- 練習問題:
- 1) 殿堂入りの記事の「授賞式は2025年9月29日」から「う期待の言葉が語られました。」までを、「八坂先生」を「八坂さん」に変えて書き直してください。
- 2) 八坂さんの殿堂入りの記事を、最後の文のあとから続けて書いてください。

QPS研究所・創業者の八坂哲雄さんが、ジェフ・ベゾス氏、ジェフリー・マンバー氏とともに、国際宇宙航行連盟(IAF)の 「Hall of Fame(殿堂入り)」を受賞
2025年10月3日、QPS研究所の創業者であり九州大学名誉教授の八坂先生が、ジェフ・ベゾス氏、ジェフリー・マンバー氏とともに「Hall of Fame(殿堂入り)」を同時受賞。授賞式でのコメントも合わせてご紹介します。
2025年10月3日、QPS研究所の創業者であり九州大学名誉教授の八坂先生が、国際宇宙航行連盟(IAF)の「Hall of Fame(殿堂入り)」をAmazon、Blue Originの創業者であるジェフ・ベゾス氏、そしてNanoracks共同創業者ジェフリー・マンバー氏とともに同時受賞し、授賞式で表彰されました。
「Hall of Fame」とは、宇宙科学、宇宙技術、宇宙プロジェクトのマネジメント、 そして宇宙開発によって人類にもたらした恩恵において、 そのキャリアを通じて顕著な功績を残した人物を顕彰するもので、過去にはSpace Xのイーロンマスク氏も受賞しています。
授賞式は2025年9月29日から10月3日にかけて国際宇宙航行連盟(IAF)が主催する世界最大級の宇宙カンファレンスイベント「国際宇宙会議(IAC)」最終日のクロージングセレモニーの中で行われ、会場いっぱいの参加者から祝われる盛大なものでした。
八坂先生は宇宙工学の実践教育のための大学ネットワークを設立し、2002年にはUNISECへと発展させ、初代会長を務め、1990年に設立されたJSASS(宇宙デブリ研究会)のスペースデブリ研究会の創設メンバーでもあるなど、日本の宇宙産業の礎を作られたひとり。また、1999年から2001年にかけてはIAF技術委員会における材料および構造技術委員会の委員長を務め、日本の福岡で開催された2005年のIACでは、IAF国際プログラム委員会 (IPC) の共同委員長も務めたのち、2008年にグラスゴーで開催された国際宇宙会議でIAF副会長に選出されるなど、国際的な功績が認められての受賞となりました。
八坂先生の受賞について、こちらで実績がまとめられています。
また、授賞式では八坂先生とジェフリー氏が現地で登壇し、これからの時代を担う参加者一人ひとりに言葉が投げかけられました。
八坂先生は、1986年から新型コロナウイルスが流行する2020年まで毎年IACに参加し、八坂先生のアイデアを実現するのに非常に役立ったこと、そして、今年のIACでも新たな出会いがあったことに感謝を述べました。

一方で、昨今の国際情勢についての憂いと合わせて「ここにいる皆さんが、正しい道を示してくれることを信じています」とこれからの未来がより良い方向へ進むことを望むという期待の言葉が語られました。

- 提供された情報:
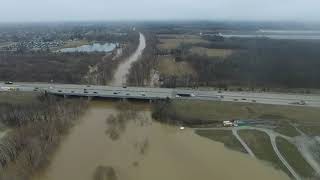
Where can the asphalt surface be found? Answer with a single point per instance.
(163, 93)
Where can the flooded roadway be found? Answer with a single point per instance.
(110, 143)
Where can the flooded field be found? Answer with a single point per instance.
(123, 69)
(135, 147)
(114, 141)
(96, 47)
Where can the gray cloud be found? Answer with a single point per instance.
(69, 10)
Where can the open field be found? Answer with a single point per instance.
(294, 158)
(224, 137)
(75, 43)
(219, 111)
(260, 144)
(173, 41)
(311, 130)
(6, 44)
(282, 116)
(168, 66)
(17, 97)
(212, 52)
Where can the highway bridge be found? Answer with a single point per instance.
(143, 93)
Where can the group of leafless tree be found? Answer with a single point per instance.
(109, 64)
(140, 71)
(35, 131)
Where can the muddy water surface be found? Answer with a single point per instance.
(109, 144)
(143, 149)
(123, 69)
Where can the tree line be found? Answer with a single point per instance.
(35, 131)
(262, 63)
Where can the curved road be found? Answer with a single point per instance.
(272, 136)
(244, 144)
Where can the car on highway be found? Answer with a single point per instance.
(8, 82)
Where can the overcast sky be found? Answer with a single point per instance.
(77, 10)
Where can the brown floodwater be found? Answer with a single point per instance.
(120, 75)
(137, 148)
(110, 143)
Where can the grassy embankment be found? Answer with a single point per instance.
(173, 41)
(210, 111)
(211, 52)
(168, 66)
(260, 144)
(294, 158)
(224, 137)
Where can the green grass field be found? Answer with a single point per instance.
(17, 97)
(219, 111)
(260, 144)
(173, 41)
(167, 66)
(212, 52)
(294, 158)
(223, 136)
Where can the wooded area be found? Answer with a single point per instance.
(35, 131)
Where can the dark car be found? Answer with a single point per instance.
(8, 82)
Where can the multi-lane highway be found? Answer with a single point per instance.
(163, 93)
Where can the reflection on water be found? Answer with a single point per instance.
(123, 69)
(96, 47)
(104, 173)
(121, 141)
(146, 150)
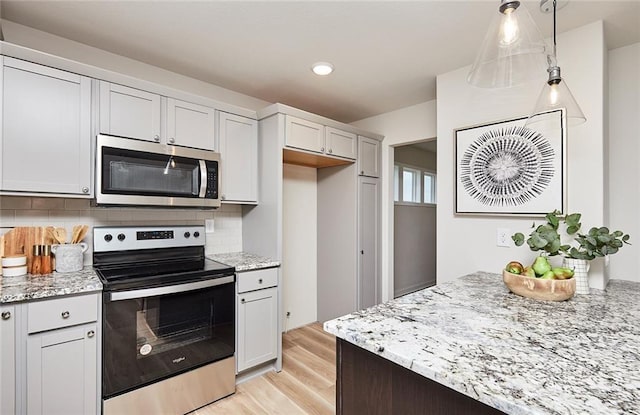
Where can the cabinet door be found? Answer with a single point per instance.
(368, 157)
(46, 130)
(239, 158)
(368, 237)
(129, 112)
(304, 134)
(62, 371)
(7, 360)
(340, 143)
(257, 327)
(190, 125)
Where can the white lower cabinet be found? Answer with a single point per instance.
(62, 371)
(49, 358)
(257, 318)
(7, 360)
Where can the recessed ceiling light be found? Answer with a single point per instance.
(322, 68)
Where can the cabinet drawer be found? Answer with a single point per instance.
(62, 312)
(256, 280)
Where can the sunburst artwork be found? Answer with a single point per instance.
(505, 168)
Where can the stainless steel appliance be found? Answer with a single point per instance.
(135, 172)
(168, 320)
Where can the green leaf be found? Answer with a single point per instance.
(572, 229)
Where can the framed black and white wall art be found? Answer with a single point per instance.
(504, 168)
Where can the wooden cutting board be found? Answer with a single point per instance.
(20, 240)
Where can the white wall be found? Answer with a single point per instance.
(624, 153)
(59, 212)
(65, 48)
(403, 126)
(300, 238)
(581, 54)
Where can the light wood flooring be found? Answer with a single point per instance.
(306, 384)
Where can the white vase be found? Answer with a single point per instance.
(580, 269)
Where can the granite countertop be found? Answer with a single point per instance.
(521, 356)
(244, 261)
(35, 287)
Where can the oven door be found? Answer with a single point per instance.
(132, 172)
(151, 334)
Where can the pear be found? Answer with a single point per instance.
(541, 266)
(562, 273)
(549, 275)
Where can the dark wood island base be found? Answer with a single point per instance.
(369, 384)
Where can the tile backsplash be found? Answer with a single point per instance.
(44, 211)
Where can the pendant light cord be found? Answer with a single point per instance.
(554, 28)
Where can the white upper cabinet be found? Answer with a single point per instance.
(340, 143)
(239, 158)
(190, 125)
(133, 113)
(129, 112)
(368, 157)
(311, 136)
(46, 130)
(304, 134)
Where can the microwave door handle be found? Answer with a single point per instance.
(203, 179)
(172, 289)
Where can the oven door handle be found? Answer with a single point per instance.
(171, 289)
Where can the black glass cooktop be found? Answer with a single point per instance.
(157, 267)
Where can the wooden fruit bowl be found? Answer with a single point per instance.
(538, 289)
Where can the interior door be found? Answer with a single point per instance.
(368, 235)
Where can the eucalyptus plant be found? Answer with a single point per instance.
(598, 242)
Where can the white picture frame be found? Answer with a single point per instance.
(505, 168)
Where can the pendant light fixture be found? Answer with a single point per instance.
(555, 93)
(513, 49)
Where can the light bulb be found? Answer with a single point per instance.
(509, 31)
(553, 95)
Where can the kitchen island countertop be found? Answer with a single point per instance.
(244, 261)
(35, 287)
(518, 355)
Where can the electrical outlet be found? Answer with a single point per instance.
(503, 237)
(208, 226)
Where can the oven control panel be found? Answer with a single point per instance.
(123, 238)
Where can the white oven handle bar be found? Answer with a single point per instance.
(172, 289)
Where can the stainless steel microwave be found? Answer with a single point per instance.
(140, 173)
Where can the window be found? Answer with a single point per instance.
(413, 185)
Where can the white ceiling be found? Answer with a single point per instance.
(386, 53)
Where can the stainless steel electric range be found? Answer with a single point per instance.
(168, 320)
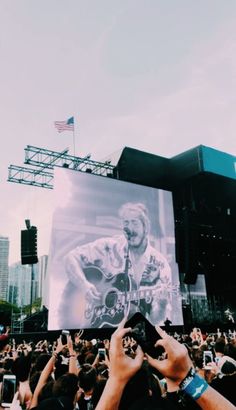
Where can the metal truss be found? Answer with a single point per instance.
(45, 159)
(30, 176)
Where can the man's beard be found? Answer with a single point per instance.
(141, 243)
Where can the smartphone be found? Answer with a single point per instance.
(8, 389)
(207, 358)
(101, 353)
(145, 334)
(64, 335)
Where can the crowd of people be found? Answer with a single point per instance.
(187, 372)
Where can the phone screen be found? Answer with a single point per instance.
(8, 389)
(207, 358)
(145, 334)
(101, 353)
(64, 335)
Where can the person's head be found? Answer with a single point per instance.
(66, 385)
(56, 403)
(136, 224)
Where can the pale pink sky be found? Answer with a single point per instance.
(152, 75)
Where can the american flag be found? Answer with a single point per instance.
(67, 125)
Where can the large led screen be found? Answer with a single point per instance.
(112, 253)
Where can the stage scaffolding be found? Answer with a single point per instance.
(43, 162)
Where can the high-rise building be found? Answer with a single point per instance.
(19, 286)
(4, 254)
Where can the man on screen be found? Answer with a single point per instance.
(121, 274)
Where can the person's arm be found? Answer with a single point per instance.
(176, 366)
(74, 270)
(122, 368)
(73, 357)
(46, 373)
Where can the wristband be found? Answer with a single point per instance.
(193, 385)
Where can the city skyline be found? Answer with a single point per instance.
(147, 75)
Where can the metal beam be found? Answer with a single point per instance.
(30, 176)
(47, 159)
(44, 158)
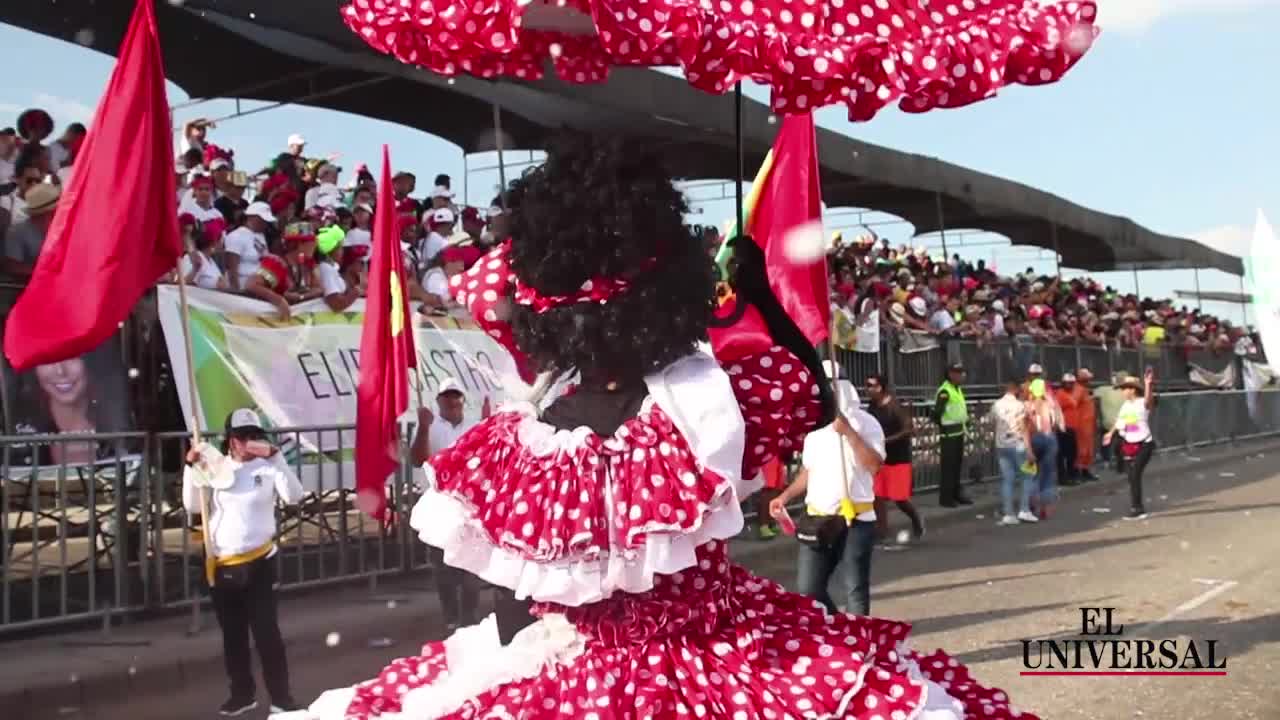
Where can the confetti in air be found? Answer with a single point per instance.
(804, 244)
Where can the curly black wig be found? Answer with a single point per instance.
(607, 206)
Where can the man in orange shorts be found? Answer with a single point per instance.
(894, 481)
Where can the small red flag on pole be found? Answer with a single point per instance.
(790, 200)
(106, 247)
(385, 356)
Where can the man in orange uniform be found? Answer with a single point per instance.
(1086, 429)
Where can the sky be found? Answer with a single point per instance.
(1170, 119)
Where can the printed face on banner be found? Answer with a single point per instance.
(81, 395)
(305, 372)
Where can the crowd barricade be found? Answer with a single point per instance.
(915, 368)
(106, 538)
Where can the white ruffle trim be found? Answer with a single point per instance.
(447, 523)
(478, 662)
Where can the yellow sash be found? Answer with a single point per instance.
(849, 510)
(211, 564)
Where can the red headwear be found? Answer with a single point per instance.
(283, 199)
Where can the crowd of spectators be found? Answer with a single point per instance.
(908, 292)
(297, 231)
(286, 233)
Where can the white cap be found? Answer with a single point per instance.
(246, 418)
(832, 370)
(451, 384)
(260, 210)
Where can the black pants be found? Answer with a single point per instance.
(458, 591)
(1137, 466)
(952, 465)
(1065, 455)
(252, 609)
(512, 614)
(817, 565)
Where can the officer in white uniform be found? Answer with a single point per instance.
(241, 483)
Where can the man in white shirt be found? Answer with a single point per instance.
(245, 246)
(837, 479)
(327, 194)
(458, 591)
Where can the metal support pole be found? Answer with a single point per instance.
(1057, 254)
(740, 223)
(1244, 305)
(502, 168)
(942, 226)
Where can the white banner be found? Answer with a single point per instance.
(304, 372)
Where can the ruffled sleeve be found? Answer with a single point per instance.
(778, 396)
(780, 404)
(485, 291)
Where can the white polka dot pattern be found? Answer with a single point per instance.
(864, 54)
(713, 642)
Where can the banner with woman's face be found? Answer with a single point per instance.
(80, 395)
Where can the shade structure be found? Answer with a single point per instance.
(301, 51)
(863, 54)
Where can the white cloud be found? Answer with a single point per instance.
(1137, 16)
(63, 109)
(1234, 240)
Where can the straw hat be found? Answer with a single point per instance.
(42, 199)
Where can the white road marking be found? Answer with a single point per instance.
(1191, 605)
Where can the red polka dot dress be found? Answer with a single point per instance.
(622, 545)
(863, 54)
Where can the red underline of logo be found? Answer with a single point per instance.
(1121, 673)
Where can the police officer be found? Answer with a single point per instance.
(951, 414)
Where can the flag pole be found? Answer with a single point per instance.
(210, 561)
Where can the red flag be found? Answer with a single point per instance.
(385, 356)
(791, 197)
(115, 229)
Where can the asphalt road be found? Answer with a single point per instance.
(1202, 566)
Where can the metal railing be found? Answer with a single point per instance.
(917, 372)
(94, 529)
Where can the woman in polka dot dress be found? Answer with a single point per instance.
(609, 507)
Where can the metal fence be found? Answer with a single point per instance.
(915, 369)
(94, 527)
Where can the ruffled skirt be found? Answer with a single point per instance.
(776, 655)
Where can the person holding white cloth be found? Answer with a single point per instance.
(839, 497)
(242, 482)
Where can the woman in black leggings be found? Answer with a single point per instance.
(1132, 436)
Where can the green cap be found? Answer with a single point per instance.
(329, 238)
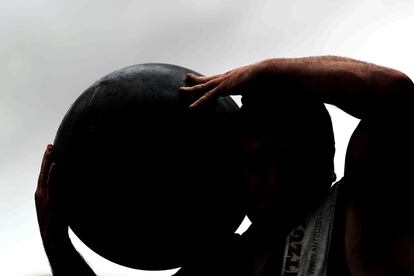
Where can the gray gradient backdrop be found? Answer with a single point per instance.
(50, 51)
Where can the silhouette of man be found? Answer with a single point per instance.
(361, 226)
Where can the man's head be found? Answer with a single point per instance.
(287, 159)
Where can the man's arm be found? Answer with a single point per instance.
(63, 257)
(357, 87)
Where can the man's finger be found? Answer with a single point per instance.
(50, 183)
(44, 168)
(201, 87)
(205, 98)
(201, 79)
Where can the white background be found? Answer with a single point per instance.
(50, 51)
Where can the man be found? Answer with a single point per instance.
(373, 231)
(373, 93)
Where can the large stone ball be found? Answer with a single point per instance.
(146, 182)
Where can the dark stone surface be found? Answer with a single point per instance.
(146, 182)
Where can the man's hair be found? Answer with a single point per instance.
(303, 127)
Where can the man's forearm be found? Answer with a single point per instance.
(356, 87)
(65, 260)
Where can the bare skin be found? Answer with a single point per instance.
(359, 88)
(356, 87)
(364, 90)
(63, 257)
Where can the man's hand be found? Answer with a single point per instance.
(358, 88)
(234, 82)
(63, 257)
(53, 228)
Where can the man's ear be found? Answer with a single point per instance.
(333, 176)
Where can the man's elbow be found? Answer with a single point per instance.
(404, 86)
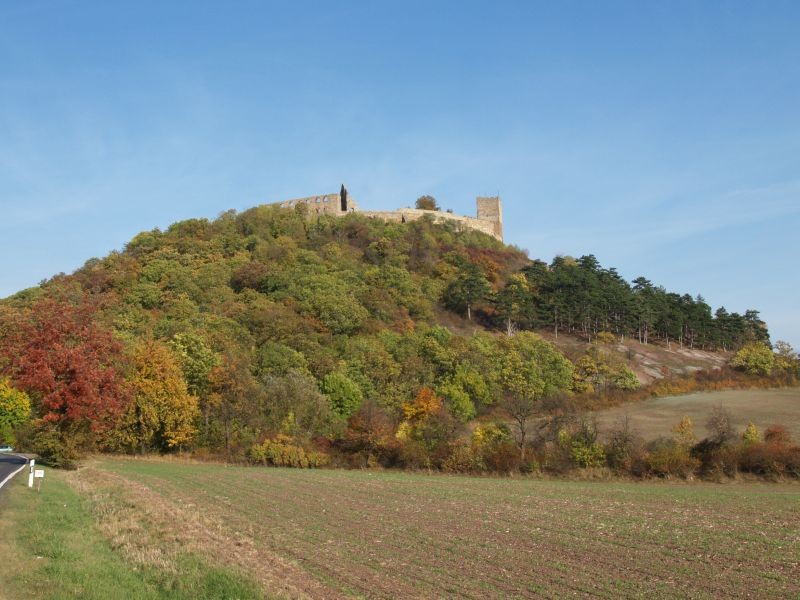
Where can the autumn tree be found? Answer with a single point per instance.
(161, 414)
(15, 409)
(468, 288)
(531, 369)
(513, 301)
(69, 364)
(343, 394)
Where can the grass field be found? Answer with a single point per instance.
(327, 534)
(656, 417)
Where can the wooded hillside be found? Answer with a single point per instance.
(267, 334)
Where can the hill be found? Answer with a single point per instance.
(283, 337)
(176, 528)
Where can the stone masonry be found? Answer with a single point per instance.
(489, 218)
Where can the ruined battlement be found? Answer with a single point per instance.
(489, 219)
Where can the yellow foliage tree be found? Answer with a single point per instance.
(162, 412)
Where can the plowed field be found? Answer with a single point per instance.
(389, 535)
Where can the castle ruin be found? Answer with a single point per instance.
(489, 219)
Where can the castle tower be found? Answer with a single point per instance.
(491, 209)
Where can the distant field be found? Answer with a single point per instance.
(655, 417)
(327, 534)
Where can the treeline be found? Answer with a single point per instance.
(579, 296)
(281, 338)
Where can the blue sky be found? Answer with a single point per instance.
(662, 137)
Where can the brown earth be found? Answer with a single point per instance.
(389, 535)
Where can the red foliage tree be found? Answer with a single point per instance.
(68, 363)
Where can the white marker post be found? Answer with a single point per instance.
(39, 474)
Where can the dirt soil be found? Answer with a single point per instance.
(389, 535)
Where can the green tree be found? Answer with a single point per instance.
(756, 359)
(161, 414)
(513, 301)
(196, 360)
(531, 369)
(468, 288)
(343, 394)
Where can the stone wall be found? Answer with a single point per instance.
(488, 221)
(405, 215)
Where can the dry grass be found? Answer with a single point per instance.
(656, 416)
(151, 531)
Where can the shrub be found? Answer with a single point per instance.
(754, 359)
(669, 458)
(587, 455)
(624, 448)
(719, 423)
(281, 452)
(771, 459)
(717, 458)
(461, 459)
(777, 434)
(751, 435)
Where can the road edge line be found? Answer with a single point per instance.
(7, 479)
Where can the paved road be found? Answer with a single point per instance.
(8, 464)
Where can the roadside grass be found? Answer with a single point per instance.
(51, 548)
(393, 534)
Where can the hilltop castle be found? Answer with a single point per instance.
(489, 218)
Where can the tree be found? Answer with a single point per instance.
(531, 369)
(15, 409)
(196, 360)
(513, 301)
(59, 354)
(468, 288)
(427, 202)
(161, 414)
(755, 359)
(343, 394)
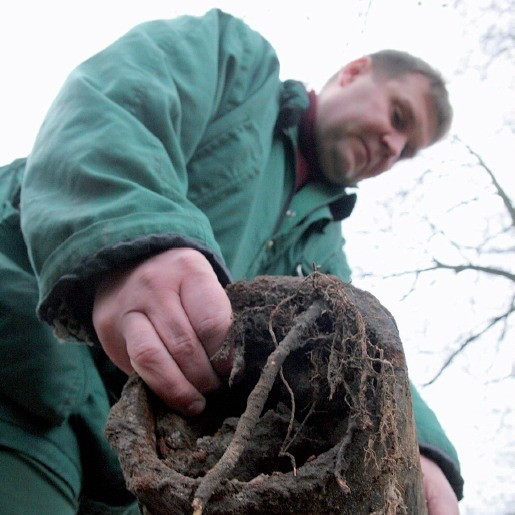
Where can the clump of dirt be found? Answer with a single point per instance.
(316, 417)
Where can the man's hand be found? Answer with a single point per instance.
(165, 319)
(440, 497)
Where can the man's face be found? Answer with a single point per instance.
(365, 123)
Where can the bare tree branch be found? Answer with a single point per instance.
(470, 266)
(500, 191)
(493, 322)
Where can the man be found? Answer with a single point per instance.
(170, 164)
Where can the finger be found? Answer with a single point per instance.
(153, 363)
(209, 312)
(175, 331)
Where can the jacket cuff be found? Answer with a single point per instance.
(448, 467)
(69, 305)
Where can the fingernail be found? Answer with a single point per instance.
(196, 407)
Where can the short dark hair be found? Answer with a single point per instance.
(395, 63)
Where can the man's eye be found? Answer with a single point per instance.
(398, 119)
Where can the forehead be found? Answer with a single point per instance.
(413, 90)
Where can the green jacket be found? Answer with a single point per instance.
(180, 134)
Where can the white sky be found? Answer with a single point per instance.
(41, 41)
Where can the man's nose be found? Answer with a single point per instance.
(394, 143)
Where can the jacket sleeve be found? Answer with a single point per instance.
(433, 442)
(107, 183)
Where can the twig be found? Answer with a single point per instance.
(255, 402)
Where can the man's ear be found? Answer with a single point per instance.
(351, 70)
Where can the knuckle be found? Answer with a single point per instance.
(144, 353)
(184, 348)
(214, 326)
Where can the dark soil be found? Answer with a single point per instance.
(316, 417)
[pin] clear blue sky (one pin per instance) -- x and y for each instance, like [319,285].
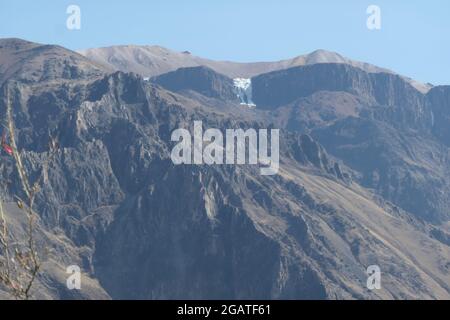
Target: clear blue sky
[413,40]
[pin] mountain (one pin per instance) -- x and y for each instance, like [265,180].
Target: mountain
[150,61]
[31,62]
[362,181]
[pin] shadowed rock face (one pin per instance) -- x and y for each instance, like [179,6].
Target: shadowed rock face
[141,227]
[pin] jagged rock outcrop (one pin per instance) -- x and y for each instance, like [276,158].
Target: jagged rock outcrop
[200,79]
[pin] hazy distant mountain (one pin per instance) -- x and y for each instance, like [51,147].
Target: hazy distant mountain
[150,61]
[32,62]
[363,180]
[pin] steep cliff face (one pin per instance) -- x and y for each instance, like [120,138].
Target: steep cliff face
[141,227]
[279,88]
[439,103]
[200,79]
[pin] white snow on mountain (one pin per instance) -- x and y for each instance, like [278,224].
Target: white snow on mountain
[243,87]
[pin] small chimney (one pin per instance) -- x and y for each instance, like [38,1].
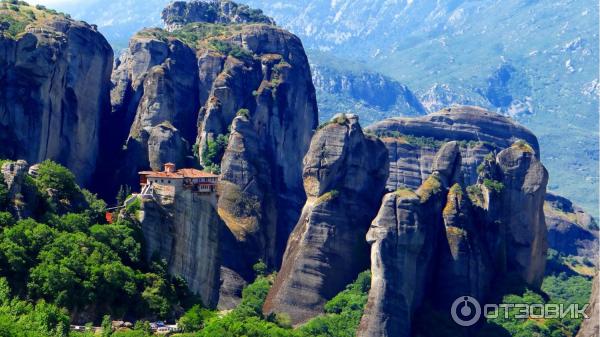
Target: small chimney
[170,168]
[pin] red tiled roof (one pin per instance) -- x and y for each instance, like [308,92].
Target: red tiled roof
[179,174]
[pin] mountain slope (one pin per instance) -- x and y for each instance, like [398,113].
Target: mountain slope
[533,60]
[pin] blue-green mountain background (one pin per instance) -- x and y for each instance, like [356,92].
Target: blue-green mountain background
[536,61]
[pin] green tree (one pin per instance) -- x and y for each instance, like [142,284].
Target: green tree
[121,238]
[6,220]
[76,270]
[194,319]
[20,246]
[58,178]
[106,326]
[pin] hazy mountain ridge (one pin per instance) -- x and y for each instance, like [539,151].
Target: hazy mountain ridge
[449,52]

- 解答一覧:
- 1)
授賞式は2025年9月29日から10月3日にかけて国際宇宙航行連盟(IAF)が主催する世界最大級の宇宙カンファレンスイベント「国際宇宙会議(IAC)」最終日のクロージングセレモニーの中で行われ、会場いっぱいの参加者から祝われる盛大なものでした。
八坂さんは宇宙工学の実践教育のための大学ネットワークを設立し、2002年にはUNISECへと発展させ、初代会長を務め、1990年に設立されたJSASS(宇宙デブリ研究会)のスペースデブリ研究会の創設メンバーでもあるなど、日本の宇宙産業の礎を作られたひとり。また、1999年から2001年にかけてはIAF技術委員会における材料および構造技術委員会の委員長を務め、日本の福岡で開催された2005年のIACでは、IAF国際プログラム委員会 (IPC) の共同委員長も務めたのち、2008年にグラスゴーで開催された国際宇宙会議でIAF副会長に選出されるなど、国際的な功績が認められての受賞となりました。
八坂さんの受賞について、こちらで実績がまとめられています。
また、授賞式では八坂さんとジェフリー氏が現地で登壇し、これからの時代を担う参加者一人ひとりに言葉が投げかけられました。
八坂さんは、1986年から新型コロナウイルスが流行する2020年まで毎年IACに参加し、八坂さんのアイデアを実現するのに非常に役立ったこと、そして、今年のIACでも新たな出会いがあったことに感謝を述べました。

一方で、昨今の国際情勢についての憂いと合わせて「ここにいる皆さんが、正しい道を示してくれることを信じています」とこれからの未来がより良い方向へ進むことを望むという期待の言葉が語られました。

- 2)
また、ジェフリー氏は「IAFはキャリアの重要な節目で、同じ志を持つ仲間だけでなく、異なる政治的立場や組織を代表する方々とも出会う場を提供してくれました。1991年のモントリオールでは、スペースステーション計画に関わるロシアのチームと初めて会い、彼らは強い意志を持って西側に働きかけようとしていました。そこから9年間、私はロシアとともに、国際宇宙ステーションの創設に取り組むことになりました。さらに数十年後の2014年から2016年、トロントでは、アジア工科大学院と協力し、国際宇宙ステーション上で唯一の中国の商業プロジェクトを実施した中国チームと出会いました」と述べ、その上で「最近は意見が異なるかもしれない人々と会う機会が減っていることを憂慮している。今の世界情勢が私たちが共に会う場所で、異なる意見を持つ人たちとも交流する機会を奪わないようにしなければなりません」と現状への懸念が示されました。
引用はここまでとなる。